**EXERCISE PROMPT:** Start at the line below containing "Target: blue corrugated roof" and stop at the line containing "of the concrete". Repeat every line of that stretch exactly, and nothing outside it.

Source records
┌────────

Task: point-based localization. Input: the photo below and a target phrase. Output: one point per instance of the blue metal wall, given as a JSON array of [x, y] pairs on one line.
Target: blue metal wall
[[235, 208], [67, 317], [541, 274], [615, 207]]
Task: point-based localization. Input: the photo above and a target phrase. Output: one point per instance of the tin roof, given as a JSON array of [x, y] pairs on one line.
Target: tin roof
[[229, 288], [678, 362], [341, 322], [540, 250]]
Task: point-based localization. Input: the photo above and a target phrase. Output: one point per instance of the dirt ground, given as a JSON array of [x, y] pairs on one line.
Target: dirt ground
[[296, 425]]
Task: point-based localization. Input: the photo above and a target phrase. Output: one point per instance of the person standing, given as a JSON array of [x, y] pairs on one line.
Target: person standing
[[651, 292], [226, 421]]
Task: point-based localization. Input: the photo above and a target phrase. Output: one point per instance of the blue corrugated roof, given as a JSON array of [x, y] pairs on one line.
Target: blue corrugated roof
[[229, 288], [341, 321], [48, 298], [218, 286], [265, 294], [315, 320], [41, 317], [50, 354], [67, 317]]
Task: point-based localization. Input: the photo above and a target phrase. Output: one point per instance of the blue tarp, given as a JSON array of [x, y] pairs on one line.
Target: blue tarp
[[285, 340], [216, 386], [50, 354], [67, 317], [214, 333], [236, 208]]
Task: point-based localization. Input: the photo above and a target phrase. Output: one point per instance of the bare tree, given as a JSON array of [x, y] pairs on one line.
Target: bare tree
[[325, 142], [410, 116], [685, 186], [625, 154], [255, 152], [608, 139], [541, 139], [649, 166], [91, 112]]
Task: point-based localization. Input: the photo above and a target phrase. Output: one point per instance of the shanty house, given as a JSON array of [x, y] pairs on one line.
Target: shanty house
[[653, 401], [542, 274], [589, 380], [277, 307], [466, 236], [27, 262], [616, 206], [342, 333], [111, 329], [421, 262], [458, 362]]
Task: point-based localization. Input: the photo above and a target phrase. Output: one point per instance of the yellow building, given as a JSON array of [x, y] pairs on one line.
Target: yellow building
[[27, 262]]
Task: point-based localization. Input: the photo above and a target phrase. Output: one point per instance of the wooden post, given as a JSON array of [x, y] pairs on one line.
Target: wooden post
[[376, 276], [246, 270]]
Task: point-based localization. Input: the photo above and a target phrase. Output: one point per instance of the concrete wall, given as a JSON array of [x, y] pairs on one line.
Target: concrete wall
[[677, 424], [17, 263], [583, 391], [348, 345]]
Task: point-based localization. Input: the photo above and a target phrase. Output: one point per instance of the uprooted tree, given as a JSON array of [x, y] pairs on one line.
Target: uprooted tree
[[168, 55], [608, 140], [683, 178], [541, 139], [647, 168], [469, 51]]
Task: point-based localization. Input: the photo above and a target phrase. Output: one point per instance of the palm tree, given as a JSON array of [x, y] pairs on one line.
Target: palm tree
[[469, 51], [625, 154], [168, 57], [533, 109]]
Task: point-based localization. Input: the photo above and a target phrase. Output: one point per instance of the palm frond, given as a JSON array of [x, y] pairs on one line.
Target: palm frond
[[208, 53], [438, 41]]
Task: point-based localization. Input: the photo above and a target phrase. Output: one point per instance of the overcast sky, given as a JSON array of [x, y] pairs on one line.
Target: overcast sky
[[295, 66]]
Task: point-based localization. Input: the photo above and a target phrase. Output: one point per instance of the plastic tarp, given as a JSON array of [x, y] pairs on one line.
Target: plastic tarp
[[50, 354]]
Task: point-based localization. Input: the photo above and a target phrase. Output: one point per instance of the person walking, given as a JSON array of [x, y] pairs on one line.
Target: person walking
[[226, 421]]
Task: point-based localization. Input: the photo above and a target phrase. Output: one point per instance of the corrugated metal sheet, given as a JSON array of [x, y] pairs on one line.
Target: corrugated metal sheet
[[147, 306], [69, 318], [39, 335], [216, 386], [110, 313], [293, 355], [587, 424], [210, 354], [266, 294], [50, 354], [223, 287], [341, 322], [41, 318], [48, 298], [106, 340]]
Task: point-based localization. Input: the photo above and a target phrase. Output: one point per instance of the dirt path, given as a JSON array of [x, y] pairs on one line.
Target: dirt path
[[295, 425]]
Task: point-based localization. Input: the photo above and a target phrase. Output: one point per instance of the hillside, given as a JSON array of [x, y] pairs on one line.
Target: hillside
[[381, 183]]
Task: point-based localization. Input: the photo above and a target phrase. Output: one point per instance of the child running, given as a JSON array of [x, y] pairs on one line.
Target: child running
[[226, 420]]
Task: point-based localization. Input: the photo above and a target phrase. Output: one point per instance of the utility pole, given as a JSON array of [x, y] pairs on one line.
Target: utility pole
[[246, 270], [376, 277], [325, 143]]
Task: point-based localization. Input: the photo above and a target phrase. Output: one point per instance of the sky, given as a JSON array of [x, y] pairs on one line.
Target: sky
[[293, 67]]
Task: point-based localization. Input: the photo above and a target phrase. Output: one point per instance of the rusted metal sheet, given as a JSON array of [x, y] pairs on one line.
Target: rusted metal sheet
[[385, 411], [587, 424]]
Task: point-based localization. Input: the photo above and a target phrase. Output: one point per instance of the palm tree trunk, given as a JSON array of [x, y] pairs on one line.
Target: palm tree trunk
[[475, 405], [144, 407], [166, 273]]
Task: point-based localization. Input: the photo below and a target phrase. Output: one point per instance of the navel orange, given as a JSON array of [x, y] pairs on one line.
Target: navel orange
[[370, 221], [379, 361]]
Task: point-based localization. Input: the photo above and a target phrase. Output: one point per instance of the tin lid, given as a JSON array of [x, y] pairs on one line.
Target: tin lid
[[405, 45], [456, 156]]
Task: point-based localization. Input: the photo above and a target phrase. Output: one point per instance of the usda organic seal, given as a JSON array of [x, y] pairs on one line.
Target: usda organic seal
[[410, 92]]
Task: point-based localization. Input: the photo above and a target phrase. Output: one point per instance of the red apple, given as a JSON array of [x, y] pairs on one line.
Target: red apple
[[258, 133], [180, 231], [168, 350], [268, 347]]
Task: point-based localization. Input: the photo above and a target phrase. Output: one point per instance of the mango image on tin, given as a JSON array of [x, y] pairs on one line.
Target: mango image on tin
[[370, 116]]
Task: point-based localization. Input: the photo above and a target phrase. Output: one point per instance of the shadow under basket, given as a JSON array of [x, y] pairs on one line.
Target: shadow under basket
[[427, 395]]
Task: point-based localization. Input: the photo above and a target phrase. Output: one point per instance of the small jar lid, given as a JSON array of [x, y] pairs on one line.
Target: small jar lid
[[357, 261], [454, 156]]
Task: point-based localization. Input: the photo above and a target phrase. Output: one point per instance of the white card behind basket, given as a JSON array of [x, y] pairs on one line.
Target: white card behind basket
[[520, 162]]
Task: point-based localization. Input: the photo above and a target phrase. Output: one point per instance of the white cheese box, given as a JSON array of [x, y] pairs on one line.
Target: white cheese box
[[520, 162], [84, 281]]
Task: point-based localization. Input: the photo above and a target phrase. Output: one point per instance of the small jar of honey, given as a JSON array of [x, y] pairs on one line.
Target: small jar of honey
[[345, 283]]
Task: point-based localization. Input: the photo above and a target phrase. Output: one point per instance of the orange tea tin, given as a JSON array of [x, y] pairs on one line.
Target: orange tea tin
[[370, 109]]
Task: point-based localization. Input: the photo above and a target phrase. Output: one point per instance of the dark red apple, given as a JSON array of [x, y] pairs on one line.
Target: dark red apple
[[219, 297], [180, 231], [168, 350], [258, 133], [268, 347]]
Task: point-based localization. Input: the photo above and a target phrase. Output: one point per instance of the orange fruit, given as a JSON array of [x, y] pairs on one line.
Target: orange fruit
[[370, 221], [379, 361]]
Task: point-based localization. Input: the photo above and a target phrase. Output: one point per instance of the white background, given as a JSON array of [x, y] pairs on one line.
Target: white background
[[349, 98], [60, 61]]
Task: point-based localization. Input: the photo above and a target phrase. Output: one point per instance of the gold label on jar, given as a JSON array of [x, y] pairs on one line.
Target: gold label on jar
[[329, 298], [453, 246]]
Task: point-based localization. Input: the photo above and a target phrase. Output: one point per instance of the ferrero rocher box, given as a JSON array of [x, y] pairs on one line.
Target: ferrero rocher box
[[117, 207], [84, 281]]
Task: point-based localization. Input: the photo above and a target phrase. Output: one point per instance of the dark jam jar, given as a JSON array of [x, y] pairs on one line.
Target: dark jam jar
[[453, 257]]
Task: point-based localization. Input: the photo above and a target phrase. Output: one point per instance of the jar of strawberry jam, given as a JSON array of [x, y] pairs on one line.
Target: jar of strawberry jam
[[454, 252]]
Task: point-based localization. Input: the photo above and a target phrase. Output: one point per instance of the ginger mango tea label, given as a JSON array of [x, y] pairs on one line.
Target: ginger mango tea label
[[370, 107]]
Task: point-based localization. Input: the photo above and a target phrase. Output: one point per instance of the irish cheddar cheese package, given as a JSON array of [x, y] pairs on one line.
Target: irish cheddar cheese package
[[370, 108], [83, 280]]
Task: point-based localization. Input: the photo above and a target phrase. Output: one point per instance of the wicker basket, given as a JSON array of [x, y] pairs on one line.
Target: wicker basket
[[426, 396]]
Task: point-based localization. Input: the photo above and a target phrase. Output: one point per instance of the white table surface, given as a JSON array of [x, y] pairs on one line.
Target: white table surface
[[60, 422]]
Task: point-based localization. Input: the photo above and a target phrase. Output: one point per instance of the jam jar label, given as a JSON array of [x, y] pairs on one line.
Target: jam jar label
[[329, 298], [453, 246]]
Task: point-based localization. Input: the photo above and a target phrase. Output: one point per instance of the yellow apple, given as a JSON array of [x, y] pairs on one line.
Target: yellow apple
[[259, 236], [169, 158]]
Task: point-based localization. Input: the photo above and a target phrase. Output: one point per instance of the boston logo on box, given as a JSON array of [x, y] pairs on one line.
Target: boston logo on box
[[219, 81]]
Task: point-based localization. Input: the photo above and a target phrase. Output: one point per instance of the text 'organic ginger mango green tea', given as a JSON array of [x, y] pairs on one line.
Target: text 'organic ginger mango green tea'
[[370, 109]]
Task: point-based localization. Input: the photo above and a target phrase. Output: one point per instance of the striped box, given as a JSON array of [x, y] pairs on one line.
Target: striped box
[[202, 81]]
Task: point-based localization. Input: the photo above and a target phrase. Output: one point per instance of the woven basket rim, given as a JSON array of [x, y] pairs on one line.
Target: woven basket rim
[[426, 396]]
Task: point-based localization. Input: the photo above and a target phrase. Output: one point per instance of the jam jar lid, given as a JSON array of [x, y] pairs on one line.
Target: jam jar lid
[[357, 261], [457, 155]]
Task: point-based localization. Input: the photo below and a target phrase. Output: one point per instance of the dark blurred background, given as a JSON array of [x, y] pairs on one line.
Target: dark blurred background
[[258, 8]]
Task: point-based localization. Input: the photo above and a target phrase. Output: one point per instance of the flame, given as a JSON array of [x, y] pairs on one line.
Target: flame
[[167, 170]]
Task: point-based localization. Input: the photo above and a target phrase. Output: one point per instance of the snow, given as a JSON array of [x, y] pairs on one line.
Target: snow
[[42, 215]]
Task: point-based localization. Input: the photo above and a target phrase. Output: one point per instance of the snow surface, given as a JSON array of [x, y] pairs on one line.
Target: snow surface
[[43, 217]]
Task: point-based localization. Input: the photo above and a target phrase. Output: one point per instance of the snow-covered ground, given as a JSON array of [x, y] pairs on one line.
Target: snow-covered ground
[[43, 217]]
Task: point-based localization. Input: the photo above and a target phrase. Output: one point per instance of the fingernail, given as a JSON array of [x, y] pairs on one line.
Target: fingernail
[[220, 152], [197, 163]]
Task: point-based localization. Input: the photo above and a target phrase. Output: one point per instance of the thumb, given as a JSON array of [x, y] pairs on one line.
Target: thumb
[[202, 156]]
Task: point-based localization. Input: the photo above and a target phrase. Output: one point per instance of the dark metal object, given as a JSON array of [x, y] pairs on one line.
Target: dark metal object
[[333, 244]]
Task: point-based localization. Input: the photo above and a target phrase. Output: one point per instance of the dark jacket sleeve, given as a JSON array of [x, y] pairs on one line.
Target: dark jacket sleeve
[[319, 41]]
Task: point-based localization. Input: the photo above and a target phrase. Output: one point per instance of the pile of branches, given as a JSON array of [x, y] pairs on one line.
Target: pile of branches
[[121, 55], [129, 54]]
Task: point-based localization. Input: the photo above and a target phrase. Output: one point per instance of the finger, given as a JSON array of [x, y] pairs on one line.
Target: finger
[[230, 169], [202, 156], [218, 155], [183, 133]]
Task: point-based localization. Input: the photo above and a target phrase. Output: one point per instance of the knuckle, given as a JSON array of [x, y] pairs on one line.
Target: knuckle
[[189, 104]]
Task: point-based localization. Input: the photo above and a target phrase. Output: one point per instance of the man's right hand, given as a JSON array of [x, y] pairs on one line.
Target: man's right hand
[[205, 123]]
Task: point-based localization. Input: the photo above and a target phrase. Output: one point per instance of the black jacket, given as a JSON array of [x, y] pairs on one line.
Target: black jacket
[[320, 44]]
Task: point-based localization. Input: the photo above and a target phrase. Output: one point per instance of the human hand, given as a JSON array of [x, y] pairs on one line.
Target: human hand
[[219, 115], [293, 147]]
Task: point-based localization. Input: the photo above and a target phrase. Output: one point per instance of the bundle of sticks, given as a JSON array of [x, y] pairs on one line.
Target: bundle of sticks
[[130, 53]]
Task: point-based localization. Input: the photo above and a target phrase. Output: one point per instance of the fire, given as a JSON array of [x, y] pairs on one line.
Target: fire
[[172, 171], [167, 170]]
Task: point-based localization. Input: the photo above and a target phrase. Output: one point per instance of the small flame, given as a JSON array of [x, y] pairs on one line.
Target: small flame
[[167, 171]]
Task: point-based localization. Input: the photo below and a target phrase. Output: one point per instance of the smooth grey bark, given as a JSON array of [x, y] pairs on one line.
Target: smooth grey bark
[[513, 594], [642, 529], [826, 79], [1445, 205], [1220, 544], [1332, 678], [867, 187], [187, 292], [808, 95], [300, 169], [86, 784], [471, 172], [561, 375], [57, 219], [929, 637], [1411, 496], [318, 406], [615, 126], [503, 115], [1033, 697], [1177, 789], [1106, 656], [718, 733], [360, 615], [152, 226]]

└────────

**SOLUTION TO THIS EXERCISE:**
Target: blue corrugated roof
[[229, 288], [341, 321], [48, 298], [218, 286], [265, 294], [315, 320], [41, 317], [50, 354], [67, 317]]
Task: point-based localization. Input: the photo above and a target phrase. Output: one point per instance of the blue tarp, given as a JSON array of [x, y] pairs on one line.
Target: blue tarp
[[285, 340], [216, 386], [50, 354], [67, 317], [214, 333], [236, 208]]
Task: point-based localization. Input: the photo above and a target phrase. Output: one point per instance of the bare tree, given as a JSON array of [x, y] pairs on one line.
Target: bare tree
[[325, 142], [410, 116], [685, 186], [625, 154], [255, 152], [608, 139], [541, 139], [649, 166], [91, 112]]
Task: point-based localization. Input: the photo above and a target phrase. Output: one point per instance of the shanty house, given as a JSON array of [x, y] pairs on one line.
Target: shanty house
[[653, 401], [542, 274], [589, 380], [277, 307], [466, 236], [27, 262], [616, 206], [342, 333], [111, 329], [421, 262], [458, 362]]
Task: point-based localization. Input: the photo above and a target phrase. Output: one point per instance of the yellow building, given as a JSON array of [x, y] pairs on one line.
Target: yellow building
[[27, 262]]
Task: point-based localization. Input: the photo above and a target phrase. Output: one point per instance of the wooden post, given as a JSON array of [x, y] pairs on one line.
Target: wooden post
[[376, 276], [246, 270]]
Task: point-based localization. Input: the photo above and a target phrase. Output: one point per instance of the concrete wall, given as a JSON array of [x, y] pairs on one line.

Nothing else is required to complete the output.